▶ [Выбранный отрывок]
################

Он был религиозным и верующим человеком и мне впоследствии рассказывали, что умер он с молитвой на устах. Тюремные сторожа говорили, что когда он шел на расстрел, то повторял слова Христа: «Прости им, Господи, не ведают бо, что творят»...
Я не мог успокоиться и мои нервы сильно пошаливали. Я вызывал к себе начальника тюрьмы, сестру милосердия и даже у них спрашивал: не грозит ли мне, как заложнику, опасность? Наивный вопрос! Но он становится понятен, когда подумаешь, что мы все тогда переживали. Они успокаивали меня, как могли. Это было в первые дни. Затем, так как человек ко всему на свете привыкает, я свыкся со своим положением заложника.
Дяденька ободрял меня, как мог, и как-то написал для меня на клочке бумаги псалом «Живый в помощи Вышнего», — который я и выучил наизусть. Заботы обо мне дяденьки трогали меня, он никогда не забывал передать мне слова бодрости и утешения, даже через сторожа.
Вскоре после убийства Урицкого, шофер, мой сосед по камере, вошел ко мне и сообщил, что солдата социалиста-революционера увели на расстрел. Жуткие были моменты, когда ранним утром в тюрьме поднимался шум, ходьба, а затем всё опять стихало.

################

▶ [Условие задачи]
Выведите дословно часть фрагмента о тюремном заключении, начиная со слов «Он был религиозным» и продолжая вплоть до слов «своим положением заложника.» включительно.

[Записи данных]
################

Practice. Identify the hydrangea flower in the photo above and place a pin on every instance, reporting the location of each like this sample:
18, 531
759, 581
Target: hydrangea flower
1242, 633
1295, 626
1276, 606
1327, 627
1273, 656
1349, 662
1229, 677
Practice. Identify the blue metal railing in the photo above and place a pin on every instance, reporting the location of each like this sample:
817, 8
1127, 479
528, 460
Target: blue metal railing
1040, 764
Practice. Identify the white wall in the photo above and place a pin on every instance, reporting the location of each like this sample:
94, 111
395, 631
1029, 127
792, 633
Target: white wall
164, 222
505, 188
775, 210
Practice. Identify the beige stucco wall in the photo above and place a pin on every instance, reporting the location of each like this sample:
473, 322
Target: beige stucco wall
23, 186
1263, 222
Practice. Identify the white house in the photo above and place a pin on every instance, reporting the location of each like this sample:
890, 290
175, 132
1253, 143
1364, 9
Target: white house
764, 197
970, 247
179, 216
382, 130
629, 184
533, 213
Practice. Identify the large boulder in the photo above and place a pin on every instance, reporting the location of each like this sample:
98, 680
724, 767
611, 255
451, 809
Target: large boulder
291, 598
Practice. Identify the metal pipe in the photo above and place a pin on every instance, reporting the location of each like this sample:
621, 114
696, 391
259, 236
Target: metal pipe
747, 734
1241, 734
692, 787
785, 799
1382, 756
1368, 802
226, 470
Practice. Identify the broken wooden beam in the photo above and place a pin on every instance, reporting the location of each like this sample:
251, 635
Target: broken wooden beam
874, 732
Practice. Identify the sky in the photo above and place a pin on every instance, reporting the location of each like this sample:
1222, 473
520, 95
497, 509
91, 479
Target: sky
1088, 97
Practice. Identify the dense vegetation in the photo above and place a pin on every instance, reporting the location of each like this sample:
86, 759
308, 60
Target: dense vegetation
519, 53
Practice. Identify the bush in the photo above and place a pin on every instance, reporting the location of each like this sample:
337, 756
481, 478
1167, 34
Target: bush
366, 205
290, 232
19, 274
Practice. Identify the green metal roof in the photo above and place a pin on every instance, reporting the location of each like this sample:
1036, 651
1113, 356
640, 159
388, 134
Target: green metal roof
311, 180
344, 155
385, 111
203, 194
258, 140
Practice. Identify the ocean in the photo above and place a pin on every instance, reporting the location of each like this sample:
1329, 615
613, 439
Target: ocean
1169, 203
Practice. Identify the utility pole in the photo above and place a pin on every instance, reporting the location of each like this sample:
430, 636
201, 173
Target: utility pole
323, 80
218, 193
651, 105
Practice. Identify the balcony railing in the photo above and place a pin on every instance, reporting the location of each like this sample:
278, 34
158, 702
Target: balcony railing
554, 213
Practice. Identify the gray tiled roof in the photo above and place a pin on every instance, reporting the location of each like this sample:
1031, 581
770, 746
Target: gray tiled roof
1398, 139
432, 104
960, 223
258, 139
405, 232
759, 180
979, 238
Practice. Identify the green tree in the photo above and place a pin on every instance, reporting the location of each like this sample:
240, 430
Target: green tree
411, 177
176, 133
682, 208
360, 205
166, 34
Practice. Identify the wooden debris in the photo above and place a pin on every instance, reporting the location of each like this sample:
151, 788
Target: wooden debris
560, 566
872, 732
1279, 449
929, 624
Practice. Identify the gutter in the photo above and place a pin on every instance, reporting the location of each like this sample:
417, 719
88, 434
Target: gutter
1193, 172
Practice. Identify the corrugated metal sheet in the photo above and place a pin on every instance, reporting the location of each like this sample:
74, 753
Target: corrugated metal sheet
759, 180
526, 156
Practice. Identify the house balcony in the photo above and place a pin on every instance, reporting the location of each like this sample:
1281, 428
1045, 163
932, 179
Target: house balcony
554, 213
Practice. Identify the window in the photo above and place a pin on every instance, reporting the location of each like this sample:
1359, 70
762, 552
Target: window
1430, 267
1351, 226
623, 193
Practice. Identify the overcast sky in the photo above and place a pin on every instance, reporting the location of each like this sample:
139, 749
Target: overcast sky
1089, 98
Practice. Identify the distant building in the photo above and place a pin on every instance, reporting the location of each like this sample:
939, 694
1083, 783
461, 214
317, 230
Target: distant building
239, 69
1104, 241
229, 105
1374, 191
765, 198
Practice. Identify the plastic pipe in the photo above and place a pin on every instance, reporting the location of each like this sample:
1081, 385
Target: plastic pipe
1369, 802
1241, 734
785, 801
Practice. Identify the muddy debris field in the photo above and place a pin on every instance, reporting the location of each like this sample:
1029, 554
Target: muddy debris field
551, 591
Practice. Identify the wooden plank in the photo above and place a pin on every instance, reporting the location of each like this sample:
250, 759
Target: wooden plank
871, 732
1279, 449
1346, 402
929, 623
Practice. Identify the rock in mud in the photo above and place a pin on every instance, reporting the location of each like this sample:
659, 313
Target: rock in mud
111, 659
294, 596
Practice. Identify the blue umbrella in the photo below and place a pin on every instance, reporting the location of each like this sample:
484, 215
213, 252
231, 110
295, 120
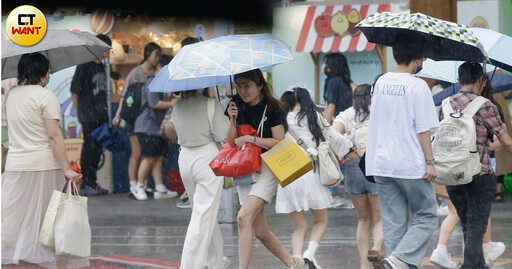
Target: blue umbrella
215, 61
500, 83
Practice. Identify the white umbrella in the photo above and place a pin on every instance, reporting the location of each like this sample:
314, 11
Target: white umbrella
497, 46
63, 48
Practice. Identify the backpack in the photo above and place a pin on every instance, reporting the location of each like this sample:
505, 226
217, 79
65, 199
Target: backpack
132, 103
454, 145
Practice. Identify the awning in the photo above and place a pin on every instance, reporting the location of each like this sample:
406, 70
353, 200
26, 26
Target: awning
332, 28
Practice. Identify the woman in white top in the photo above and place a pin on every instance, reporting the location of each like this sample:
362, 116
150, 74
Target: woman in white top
362, 192
36, 164
200, 123
307, 192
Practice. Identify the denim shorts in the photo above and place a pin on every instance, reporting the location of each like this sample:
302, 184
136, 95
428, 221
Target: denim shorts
355, 182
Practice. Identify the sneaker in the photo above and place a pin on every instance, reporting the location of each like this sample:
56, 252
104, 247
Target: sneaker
140, 194
299, 263
442, 259
89, 191
310, 261
336, 201
375, 258
165, 194
101, 190
493, 250
183, 204
226, 262
393, 262
442, 210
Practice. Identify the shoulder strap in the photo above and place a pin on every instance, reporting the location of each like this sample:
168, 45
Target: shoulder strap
375, 81
447, 107
474, 106
299, 141
210, 107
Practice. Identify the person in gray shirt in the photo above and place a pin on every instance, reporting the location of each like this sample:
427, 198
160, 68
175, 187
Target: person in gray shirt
153, 145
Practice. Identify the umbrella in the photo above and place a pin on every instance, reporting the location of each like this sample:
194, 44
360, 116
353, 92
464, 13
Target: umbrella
500, 83
215, 61
444, 40
444, 70
497, 46
63, 48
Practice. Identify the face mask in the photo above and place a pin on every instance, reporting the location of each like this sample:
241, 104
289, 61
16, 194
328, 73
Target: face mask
417, 69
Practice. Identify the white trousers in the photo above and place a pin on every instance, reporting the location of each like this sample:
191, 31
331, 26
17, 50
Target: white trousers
203, 243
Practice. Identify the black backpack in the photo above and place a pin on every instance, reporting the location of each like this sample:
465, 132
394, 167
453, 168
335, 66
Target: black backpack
132, 103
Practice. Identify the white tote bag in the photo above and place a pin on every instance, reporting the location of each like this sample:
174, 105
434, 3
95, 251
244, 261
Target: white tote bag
46, 232
72, 232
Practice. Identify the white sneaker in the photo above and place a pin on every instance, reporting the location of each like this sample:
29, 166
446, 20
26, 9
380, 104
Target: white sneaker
165, 195
184, 204
299, 263
140, 194
442, 211
393, 262
310, 261
442, 259
226, 262
493, 250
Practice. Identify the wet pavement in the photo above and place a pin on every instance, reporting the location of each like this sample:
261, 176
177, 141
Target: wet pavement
150, 234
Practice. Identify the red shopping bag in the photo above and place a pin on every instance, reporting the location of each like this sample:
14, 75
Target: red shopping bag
234, 162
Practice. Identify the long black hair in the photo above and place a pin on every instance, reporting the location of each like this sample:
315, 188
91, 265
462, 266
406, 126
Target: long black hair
257, 76
362, 101
308, 109
32, 67
338, 66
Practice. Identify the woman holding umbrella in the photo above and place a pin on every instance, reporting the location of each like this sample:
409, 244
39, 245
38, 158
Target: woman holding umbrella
252, 101
36, 164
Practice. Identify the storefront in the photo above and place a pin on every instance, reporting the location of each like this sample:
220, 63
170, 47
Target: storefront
316, 30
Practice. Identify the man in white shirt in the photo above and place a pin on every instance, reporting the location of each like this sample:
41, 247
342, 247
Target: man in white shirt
399, 155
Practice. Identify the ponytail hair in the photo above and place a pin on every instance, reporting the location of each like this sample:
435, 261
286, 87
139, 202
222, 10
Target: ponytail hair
148, 49
32, 67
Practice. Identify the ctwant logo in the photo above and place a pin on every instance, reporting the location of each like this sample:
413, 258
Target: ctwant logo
26, 25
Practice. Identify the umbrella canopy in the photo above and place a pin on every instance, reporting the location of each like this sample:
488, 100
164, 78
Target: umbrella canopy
444, 40
215, 61
497, 46
500, 83
63, 48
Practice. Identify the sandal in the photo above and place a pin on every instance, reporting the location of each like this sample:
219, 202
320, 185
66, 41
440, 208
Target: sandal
375, 259
498, 197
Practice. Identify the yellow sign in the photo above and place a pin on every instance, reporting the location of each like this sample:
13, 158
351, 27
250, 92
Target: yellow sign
26, 25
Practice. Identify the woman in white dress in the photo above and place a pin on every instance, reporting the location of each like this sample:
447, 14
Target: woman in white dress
36, 166
361, 192
307, 192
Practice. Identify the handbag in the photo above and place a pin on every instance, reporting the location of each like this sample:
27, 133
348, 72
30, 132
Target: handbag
287, 161
72, 231
362, 166
234, 162
330, 172
168, 129
46, 232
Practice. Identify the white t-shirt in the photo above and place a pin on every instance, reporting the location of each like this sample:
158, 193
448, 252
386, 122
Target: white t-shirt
402, 107
29, 146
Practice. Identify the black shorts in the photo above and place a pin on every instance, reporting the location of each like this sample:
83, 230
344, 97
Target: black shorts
152, 145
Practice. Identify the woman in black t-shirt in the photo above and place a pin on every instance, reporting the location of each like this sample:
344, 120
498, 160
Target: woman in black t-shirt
248, 107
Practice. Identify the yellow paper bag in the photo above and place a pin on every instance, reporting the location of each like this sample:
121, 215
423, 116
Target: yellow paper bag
287, 161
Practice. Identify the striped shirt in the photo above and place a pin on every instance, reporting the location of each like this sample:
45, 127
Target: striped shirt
488, 123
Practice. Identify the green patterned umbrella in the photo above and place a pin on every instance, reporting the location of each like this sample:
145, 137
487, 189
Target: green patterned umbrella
444, 40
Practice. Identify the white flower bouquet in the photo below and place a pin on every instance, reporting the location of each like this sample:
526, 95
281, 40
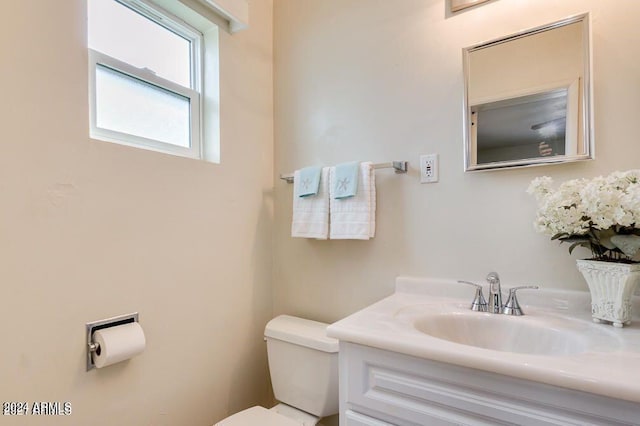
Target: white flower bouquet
601, 214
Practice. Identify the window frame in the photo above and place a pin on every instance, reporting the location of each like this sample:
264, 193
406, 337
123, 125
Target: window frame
194, 93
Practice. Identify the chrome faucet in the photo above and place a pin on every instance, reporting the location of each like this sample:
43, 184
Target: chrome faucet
495, 293
495, 306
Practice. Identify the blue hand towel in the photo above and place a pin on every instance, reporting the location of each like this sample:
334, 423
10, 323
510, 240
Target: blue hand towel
309, 181
346, 180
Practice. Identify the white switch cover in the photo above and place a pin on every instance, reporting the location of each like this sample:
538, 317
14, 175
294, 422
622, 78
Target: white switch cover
429, 168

################

▶ [Ответ]
Он был религиозным и верующим человеком и мне впоследствии рассказывали, что умер он с молитвой на устах. Тюремные сторожа говорили, что когда он шел на расстрел, то повторял слова Христа: «Прости им, Господи, не ведают бо, что творят»...
Я не мог успокоиться и мои нервы сильно пошаливали. Я вызывал к себе начальника тюрьмы, сестру милосердия и даже у них спрашивал: не грозит ли мне, как заложнику, опасность? Наивный вопрос! Но он становится понятен, когда подумаешь, что мы все тогда переживали. Они успокаивали меня, как могли. Это было в первые дни. Затем, так как человек ко всему на свете привыкает, я свыкся со своим положением заложника.